* [WHAT IS EXPECTED]: Can you update the listing from the line with "like [(21, 235)]." through the line with "[(141, 159)]", both included, by replacing "habitat tally" with "habitat count" and changing nothing else? Return only those lines, and leave the pictures out.

[start]

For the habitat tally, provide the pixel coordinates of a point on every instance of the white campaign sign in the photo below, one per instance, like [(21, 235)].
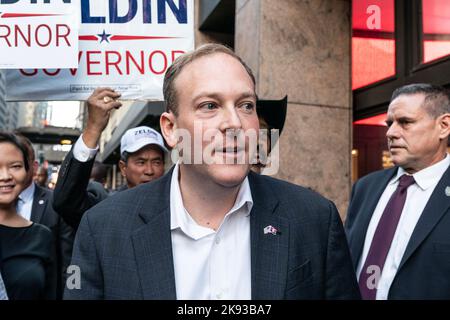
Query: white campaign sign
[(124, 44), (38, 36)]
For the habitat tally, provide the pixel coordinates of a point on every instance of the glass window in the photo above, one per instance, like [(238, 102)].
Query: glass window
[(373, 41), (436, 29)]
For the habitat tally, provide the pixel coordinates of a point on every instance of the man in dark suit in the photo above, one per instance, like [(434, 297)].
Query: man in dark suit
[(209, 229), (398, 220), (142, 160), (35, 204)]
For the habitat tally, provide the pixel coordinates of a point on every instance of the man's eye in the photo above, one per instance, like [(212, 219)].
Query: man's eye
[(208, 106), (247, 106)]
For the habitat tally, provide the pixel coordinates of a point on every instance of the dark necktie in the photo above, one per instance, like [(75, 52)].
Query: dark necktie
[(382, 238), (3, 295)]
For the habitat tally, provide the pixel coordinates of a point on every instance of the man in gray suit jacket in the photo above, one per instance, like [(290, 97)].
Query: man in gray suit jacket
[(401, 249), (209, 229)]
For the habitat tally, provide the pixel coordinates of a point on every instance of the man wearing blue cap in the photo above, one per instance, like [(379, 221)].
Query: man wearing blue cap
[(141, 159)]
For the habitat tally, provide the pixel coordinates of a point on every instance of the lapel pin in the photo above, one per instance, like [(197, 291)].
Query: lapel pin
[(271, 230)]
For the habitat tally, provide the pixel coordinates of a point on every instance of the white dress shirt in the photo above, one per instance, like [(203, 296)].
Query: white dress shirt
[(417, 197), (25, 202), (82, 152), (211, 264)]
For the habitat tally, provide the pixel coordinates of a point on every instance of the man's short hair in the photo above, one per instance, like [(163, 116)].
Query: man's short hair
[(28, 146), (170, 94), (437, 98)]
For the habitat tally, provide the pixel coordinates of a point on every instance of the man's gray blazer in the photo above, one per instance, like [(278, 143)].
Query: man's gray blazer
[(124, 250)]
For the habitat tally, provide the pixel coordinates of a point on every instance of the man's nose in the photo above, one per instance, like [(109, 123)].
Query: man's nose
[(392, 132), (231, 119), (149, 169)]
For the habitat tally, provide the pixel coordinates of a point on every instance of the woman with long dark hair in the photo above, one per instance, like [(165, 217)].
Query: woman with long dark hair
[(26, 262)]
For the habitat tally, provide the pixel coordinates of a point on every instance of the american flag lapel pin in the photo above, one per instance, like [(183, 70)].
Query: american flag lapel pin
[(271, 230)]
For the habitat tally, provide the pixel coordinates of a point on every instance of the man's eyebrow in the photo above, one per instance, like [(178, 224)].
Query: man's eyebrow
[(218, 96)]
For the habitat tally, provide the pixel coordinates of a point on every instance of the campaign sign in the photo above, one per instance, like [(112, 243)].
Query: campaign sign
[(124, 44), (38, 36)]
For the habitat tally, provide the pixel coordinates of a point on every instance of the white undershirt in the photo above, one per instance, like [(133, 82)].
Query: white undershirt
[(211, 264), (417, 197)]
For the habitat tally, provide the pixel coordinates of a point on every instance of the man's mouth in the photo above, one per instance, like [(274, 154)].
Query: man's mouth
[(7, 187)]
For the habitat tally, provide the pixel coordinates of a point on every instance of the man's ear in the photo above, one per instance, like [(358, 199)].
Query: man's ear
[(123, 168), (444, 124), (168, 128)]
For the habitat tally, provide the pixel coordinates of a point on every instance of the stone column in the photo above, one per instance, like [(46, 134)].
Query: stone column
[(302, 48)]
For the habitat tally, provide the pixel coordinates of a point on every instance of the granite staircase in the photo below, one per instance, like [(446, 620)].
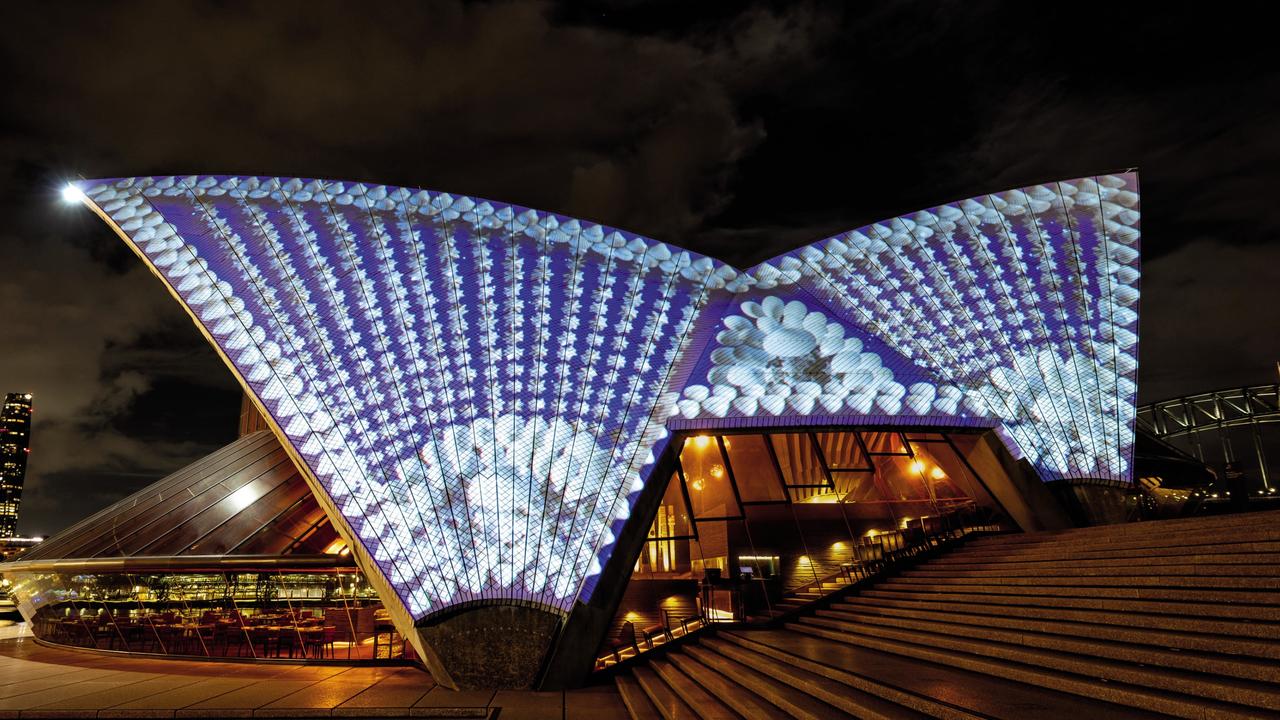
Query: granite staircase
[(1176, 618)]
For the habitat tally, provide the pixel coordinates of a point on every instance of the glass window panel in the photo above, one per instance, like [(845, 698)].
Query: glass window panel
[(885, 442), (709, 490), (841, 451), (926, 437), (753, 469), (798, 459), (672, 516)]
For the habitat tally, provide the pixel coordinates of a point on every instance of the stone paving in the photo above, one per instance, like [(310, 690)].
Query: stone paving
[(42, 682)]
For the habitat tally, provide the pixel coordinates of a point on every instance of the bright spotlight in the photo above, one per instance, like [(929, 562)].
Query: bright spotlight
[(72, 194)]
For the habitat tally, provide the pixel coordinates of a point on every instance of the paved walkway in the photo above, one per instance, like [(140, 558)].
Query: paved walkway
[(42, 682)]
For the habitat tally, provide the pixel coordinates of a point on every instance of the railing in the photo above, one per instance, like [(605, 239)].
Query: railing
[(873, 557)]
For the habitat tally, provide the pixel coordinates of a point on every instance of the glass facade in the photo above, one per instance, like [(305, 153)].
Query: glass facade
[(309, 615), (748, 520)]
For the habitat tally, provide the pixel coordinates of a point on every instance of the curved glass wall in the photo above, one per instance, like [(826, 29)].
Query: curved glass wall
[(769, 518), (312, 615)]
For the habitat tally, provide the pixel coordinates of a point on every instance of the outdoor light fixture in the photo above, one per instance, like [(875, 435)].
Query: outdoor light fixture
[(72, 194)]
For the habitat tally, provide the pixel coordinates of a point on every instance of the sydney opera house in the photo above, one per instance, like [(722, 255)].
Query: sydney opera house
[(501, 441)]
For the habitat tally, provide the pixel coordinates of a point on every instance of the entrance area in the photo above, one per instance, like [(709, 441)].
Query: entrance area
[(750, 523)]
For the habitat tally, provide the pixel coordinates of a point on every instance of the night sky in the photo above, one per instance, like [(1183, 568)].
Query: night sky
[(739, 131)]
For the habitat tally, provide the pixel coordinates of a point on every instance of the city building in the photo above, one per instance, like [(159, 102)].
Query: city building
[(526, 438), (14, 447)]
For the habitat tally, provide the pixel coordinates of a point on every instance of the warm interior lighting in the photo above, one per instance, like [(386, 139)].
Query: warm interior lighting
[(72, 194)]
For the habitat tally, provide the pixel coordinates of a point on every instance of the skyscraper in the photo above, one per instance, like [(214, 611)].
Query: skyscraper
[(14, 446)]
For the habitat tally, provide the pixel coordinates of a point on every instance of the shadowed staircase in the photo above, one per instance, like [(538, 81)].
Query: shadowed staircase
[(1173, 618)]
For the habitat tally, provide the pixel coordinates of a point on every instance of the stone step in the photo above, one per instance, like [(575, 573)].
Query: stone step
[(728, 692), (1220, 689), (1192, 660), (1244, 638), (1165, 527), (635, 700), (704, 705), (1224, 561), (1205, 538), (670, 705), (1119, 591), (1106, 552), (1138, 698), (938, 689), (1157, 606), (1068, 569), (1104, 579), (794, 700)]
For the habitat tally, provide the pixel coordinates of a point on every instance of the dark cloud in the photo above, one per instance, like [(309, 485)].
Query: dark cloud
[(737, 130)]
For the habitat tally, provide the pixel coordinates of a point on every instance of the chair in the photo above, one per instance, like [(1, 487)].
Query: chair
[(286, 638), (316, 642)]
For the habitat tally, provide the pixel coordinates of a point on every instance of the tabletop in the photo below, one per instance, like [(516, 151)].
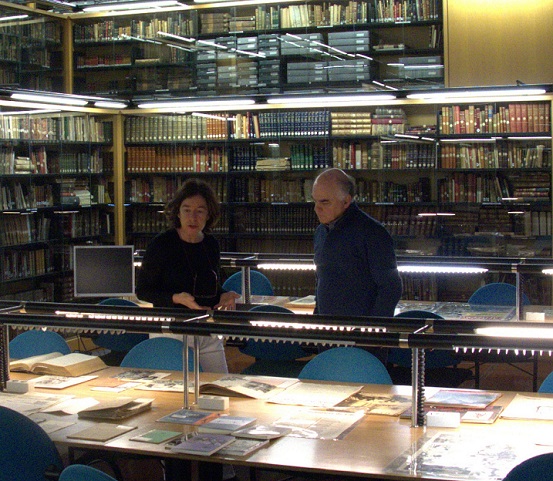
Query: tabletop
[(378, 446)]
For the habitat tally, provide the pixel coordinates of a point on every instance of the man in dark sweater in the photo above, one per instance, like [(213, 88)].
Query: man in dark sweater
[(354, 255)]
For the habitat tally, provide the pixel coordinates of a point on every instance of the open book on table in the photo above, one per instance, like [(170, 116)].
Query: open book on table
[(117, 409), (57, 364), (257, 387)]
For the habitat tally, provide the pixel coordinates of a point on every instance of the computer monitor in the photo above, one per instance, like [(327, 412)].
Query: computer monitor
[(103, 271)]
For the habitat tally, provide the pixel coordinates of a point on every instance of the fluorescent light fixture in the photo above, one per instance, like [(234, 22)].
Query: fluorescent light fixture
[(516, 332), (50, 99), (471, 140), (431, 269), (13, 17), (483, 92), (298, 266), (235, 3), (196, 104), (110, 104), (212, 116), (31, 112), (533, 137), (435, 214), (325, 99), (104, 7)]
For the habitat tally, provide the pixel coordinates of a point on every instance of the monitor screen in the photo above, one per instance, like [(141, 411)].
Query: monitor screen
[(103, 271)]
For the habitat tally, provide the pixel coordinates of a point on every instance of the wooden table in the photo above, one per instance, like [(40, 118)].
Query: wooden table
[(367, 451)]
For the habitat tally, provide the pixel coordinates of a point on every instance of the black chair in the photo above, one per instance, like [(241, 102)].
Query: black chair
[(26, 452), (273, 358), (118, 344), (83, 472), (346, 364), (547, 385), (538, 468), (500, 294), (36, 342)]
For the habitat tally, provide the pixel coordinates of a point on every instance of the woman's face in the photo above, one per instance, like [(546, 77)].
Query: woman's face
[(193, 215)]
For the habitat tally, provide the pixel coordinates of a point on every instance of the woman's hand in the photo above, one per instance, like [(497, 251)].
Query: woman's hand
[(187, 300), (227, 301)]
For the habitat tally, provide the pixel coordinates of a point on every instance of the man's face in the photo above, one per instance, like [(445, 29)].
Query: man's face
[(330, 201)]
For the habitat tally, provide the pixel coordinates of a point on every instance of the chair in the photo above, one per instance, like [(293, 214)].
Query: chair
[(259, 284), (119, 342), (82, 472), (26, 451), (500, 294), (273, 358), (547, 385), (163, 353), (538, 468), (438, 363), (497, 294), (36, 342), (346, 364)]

[end]
[start]

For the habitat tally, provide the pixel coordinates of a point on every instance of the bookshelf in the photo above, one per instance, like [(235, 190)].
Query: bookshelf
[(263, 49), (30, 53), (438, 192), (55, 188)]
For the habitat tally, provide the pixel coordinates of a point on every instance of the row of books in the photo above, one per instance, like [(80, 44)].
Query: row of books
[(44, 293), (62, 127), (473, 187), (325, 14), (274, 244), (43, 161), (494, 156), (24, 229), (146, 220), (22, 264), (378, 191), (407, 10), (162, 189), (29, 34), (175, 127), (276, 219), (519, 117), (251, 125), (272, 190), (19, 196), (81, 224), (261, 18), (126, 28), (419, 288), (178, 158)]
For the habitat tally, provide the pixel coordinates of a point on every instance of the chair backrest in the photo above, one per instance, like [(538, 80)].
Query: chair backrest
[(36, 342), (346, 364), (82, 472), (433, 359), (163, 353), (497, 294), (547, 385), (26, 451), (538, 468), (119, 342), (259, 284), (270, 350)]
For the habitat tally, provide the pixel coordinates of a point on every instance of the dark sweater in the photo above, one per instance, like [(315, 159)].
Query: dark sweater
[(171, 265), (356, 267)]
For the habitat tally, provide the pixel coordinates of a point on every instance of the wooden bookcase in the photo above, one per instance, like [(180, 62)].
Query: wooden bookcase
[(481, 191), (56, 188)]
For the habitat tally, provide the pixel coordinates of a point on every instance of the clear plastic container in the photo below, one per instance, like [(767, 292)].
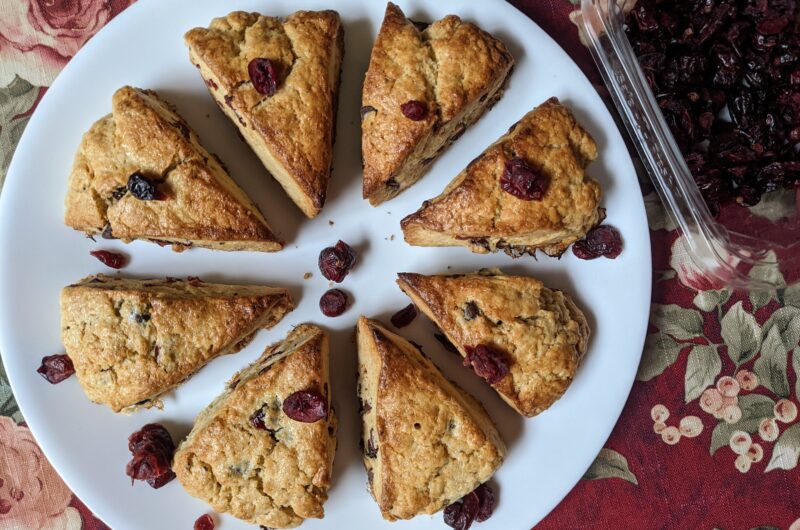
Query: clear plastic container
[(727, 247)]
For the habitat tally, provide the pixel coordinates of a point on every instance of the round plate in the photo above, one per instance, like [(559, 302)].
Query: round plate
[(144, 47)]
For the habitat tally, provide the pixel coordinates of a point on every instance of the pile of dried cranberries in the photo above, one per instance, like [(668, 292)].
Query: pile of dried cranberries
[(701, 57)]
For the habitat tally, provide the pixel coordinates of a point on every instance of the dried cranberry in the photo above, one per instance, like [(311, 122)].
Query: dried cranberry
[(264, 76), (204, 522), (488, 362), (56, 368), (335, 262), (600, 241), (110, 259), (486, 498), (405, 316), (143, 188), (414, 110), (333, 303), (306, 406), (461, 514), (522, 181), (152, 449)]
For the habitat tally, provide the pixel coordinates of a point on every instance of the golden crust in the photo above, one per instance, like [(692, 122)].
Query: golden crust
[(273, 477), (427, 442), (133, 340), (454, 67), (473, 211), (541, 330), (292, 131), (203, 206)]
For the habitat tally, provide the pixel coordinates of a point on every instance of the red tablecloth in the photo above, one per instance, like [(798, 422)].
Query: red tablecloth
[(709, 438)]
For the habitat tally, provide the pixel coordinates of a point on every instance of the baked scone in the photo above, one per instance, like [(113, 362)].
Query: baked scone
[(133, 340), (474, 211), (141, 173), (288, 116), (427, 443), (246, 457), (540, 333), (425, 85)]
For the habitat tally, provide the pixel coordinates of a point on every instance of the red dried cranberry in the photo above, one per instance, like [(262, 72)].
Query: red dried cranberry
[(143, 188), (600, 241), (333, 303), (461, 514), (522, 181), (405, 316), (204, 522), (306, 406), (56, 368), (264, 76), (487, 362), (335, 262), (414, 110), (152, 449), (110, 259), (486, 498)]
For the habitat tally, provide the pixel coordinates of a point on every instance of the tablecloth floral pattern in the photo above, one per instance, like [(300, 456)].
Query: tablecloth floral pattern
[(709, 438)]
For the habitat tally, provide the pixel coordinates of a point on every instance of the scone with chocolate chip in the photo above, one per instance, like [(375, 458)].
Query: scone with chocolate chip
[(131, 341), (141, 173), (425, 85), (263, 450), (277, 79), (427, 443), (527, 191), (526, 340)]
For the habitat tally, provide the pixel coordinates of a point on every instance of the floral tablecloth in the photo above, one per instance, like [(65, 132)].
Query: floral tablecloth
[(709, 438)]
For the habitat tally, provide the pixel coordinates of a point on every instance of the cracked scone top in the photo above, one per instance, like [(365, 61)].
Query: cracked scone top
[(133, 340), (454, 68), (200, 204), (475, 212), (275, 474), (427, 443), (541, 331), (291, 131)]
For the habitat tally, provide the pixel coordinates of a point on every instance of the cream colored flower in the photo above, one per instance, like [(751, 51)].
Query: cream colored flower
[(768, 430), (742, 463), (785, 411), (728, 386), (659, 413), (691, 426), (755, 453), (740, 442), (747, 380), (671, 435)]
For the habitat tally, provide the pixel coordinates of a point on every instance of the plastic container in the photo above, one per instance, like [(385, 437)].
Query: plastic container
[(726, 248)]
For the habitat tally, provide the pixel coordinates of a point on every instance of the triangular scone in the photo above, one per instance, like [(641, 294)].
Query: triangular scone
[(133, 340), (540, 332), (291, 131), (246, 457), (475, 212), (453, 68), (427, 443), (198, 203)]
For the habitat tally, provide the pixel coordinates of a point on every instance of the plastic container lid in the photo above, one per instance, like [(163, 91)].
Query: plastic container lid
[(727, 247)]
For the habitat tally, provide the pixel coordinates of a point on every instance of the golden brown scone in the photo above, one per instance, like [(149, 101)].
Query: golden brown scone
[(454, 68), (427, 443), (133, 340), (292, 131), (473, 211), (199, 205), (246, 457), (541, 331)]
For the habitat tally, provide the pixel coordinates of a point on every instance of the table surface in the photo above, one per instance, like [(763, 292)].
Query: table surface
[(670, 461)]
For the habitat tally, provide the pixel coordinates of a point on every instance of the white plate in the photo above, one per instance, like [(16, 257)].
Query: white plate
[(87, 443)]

[end]

* [WORKED ANSWER]:
For the habitat count, provide the pixel coordinates of a point on every instance of the white campaign sign in the photo below, one per instance, like [(21, 235)].
Query: white campaign sign
[(124, 44), (38, 36)]
For the habitat count, provide the pixel coordinates of a point on every instance of the glass window in the photo above, one per instance, like [(238, 102)].
Query: glass window
[(373, 41), (436, 29)]
For the habitat count, provide the pixel coordinates of a point on every instance of the man in dark suit in the photo above, one per instance, like [(434, 297)].
Query: man in dark suit
[(209, 229), (398, 220), (142, 160), (35, 204)]
For the habitat count, provide the pixel coordinates of a point on every instance of the man's eye in the photo above, one per instance, like [(212, 219)].
Query: man's eye
[(208, 106), (247, 106)]
For the habitat count, provide the pixel coordinates of a point on every instance of the dark necktie in the photo above, one per instance, like [(75, 52)].
Query: dark necktie
[(382, 238), (3, 295)]
For the habitat count, provide the pixel coordinates of a point on every instance of the man in gray suit jacket in the photo above, one per instance, like [(290, 97)].
Query: man in gray suit jacket
[(401, 249), (209, 229)]
For the habitat count, provide the pixel coordinates of a point on every instance of the man wearing blue cap in the photo above, one per instance, like [(379, 221)].
Query: man wearing blue cap
[(141, 159)]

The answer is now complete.